▶ **Exercise instructions**
A) Answer these from the Regentgate post:
(i) What does the post give as the cause of the technical difficulties?
(ii) What year of law school is Adam Key in?
(iii) Which three topics does the post say the rest of the interview covers?
B) In the Regentgate post, reproduce the text word for word, beginning at the words "The first part" and stopping after "students, faculty members?".
[START Provided passage]
Free Speech, Law Schools, Monica Goodling, Regent University School of Law

Regentgate: ATL’s Exclusive Interview with Adam Key (Part 2 of 2)

Adam Key Adam M Key Regent Law School Above the Law blog.jpgIn case you haven’t noticed, we’ve been experiencing technical difficulties around here (due to unusually high site traffic today). We’ve actually been trying to post new material for a while, but without success until now. Tech folks are investigating the problems, and hopefully things will return to normal shortly.
We’re now pleased to bring the second half of our interview with Adam Key, the Regent Law School second-year student who has found himself in a bit of hot water. Background on the controversy, a free-speech dispute between Key and the Regent administration, is available here and here.
The first part of our interview with Adam Key is accessible here. The balance of the interview — in which Adam Key reveals his professional wrestling nickname, talks about his new book, and discusses his Regent sister, Monica Goodling — appears after the jump.

What kind of response have you received from the Regent community other than the administration – e.g., fellow students, faculty members?
[END Provided passage]
[START Stored rows]
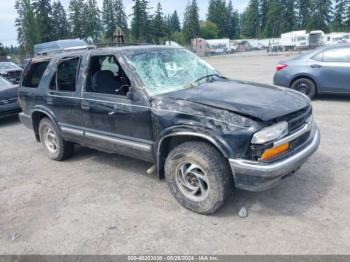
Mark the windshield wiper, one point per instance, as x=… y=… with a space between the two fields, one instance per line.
x=193 y=84
x=209 y=76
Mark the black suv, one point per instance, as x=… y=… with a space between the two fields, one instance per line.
x=204 y=133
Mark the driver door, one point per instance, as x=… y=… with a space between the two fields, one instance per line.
x=116 y=117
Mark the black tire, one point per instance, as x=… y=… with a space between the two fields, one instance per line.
x=212 y=164
x=305 y=86
x=59 y=149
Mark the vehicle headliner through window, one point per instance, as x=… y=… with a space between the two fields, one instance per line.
x=169 y=70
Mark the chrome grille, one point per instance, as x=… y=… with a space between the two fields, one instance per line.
x=8 y=101
x=299 y=120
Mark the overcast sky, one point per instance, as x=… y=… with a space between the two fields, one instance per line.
x=8 y=34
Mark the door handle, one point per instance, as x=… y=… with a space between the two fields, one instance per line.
x=316 y=66
x=85 y=105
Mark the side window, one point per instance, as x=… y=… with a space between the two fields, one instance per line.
x=347 y=54
x=336 y=55
x=106 y=76
x=66 y=76
x=34 y=74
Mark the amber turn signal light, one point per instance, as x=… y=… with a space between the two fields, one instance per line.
x=275 y=151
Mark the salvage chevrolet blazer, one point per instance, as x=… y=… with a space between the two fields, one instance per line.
x=204 y=133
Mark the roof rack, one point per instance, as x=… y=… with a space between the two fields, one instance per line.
x=68 y=49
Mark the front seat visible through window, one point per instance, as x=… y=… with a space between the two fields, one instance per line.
x=105 y=82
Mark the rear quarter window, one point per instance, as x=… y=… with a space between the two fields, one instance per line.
x=34 y=74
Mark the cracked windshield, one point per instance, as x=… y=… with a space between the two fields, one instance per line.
x=170 y=70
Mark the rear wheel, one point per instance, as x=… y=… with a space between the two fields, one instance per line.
x=56 y=147
x=305 y=86
x=198 y=177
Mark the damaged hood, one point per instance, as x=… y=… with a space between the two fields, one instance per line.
x=256 y=100
x=8 y=92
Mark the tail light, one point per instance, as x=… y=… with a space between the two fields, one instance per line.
x=281 y=67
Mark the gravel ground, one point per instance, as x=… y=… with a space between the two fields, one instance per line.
x=97 y=203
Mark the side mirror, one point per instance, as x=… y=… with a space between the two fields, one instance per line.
x=133 y=95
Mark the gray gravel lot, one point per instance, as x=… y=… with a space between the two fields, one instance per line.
x=97 y=203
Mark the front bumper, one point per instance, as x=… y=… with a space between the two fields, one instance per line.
x=259 y=176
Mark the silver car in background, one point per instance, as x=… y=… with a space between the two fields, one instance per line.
x=324 y=70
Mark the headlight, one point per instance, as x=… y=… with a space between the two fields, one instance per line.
x=271 y=133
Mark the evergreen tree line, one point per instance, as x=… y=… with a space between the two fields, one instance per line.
x=43 y=20
x=271 y=18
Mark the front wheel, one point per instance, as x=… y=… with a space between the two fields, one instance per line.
x=305 y=86
x=198 y=176
x=56 y=147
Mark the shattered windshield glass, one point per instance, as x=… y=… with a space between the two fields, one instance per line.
x=168 y=70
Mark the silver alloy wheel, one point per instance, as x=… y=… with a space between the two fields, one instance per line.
x=192 y=181
x=50 y=139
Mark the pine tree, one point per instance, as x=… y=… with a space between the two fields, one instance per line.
x=158 y=25
x=2 y=51
x=174 y=23
x=339 y=19
x=191 y=22
x=209 y=30
x=121 y=17
x=232 y=22
x=288 y=14
x=60 y=25
x=27 y=26
x=347 y=18
x=264 y=9
x=43 y=13
x=304 y=13
x=140 y=21
x=217 y=13
x=92 y=21
x=321 y=15
x=274 y=21
x=76 y=18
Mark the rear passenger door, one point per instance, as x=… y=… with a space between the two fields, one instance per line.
x=117 y=117
x=63 y=97
x=333 y=72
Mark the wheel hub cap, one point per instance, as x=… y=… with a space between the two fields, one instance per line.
x=50 y=139
x=192 y=181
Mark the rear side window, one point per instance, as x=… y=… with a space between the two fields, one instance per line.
x=34 y=74
x=340 y=55
x=66 y=76
x=318 y=57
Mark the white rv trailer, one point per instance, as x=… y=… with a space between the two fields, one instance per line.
x=316 y=38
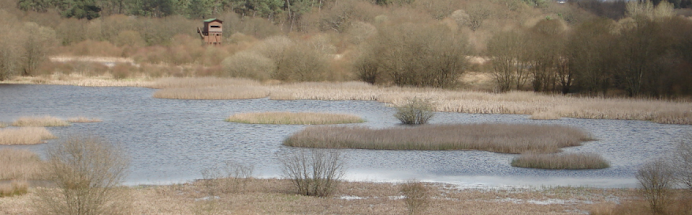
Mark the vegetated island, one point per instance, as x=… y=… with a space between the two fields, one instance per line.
x=288 y=118
x=538 y=140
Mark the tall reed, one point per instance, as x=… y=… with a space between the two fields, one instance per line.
x=20 y=164
x=304 y=118
x=561 y=161
x=45 y=121
x=26 y=135
x=503 y=138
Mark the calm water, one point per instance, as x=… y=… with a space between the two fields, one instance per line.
x=173 y=140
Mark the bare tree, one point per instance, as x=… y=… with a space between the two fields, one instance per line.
x=684 y=161
x=416 y=196
x=656 y=179
x=314 y=172
x=87 y=172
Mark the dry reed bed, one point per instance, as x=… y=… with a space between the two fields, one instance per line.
x=76 y=79
x=82 y=119
x=211 y=93
x=20 y=164
x=25 y=135
x=540 y=105
x=561 y=161
x=273 y=196
x=45 y=121
x=503 y=138
x=289 y=118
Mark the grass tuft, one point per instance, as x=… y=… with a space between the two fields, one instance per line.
x=27 y=135
x=561 y=161
x=20 y=164
x=45 y=121
x=503 y=138
x=83 y=120
x=14 y=188
x=287 y=118
x=212 y=93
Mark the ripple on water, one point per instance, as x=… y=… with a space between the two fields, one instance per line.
x=172 y=140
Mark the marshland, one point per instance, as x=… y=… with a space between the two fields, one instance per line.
x=531 y=107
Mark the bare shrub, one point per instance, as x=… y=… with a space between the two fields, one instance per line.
x=87 y=172
x=656 y=179
x=503 y=138
x=416 y=196
x=683 y=161
x=313 y=172
x=249 y=65
x=415 y=112
x=561 y=161
x=301 y=63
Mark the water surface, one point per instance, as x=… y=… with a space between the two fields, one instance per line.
x=171 y=141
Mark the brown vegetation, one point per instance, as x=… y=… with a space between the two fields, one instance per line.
x=45 y=121
x=273 y=196
x=82 y=119
x=20 y=165
x=26 y=135
x=503 y=138
x=293 y=118
x=561 y=161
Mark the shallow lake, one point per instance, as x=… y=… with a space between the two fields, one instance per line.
x=171 y=141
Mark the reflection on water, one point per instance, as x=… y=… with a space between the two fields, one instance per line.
x=172 y=140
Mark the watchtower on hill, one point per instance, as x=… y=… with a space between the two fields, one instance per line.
x=212 y=32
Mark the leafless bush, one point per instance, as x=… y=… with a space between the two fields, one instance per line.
x=249 y=65
x=416 y=196
x=87 y=172
x=684 y=161
x=656 y=179
x=314 y=172
x=226 y=178
x=415 y=112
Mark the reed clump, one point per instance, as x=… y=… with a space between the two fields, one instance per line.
[END Stored rows]
▶ **Answers to the exercise**
A)
(i) Unusually high site traffic that day.
(ii) He is a second-year student.
(iii) His professional wrestling nickname, his new book, and his Regent sister, Monica Goodling.

B)
The first part of our interview with Adam Key is accessible here. The balance of the interview — in which Adam Key reveals his professional wrestling nickname, talks about his new book, and discusses his Regent sister, Monica Goodling — appears after the jump.

What kind of response have you received from the Regent community other than the administration – e.g., fellow students, faculty members?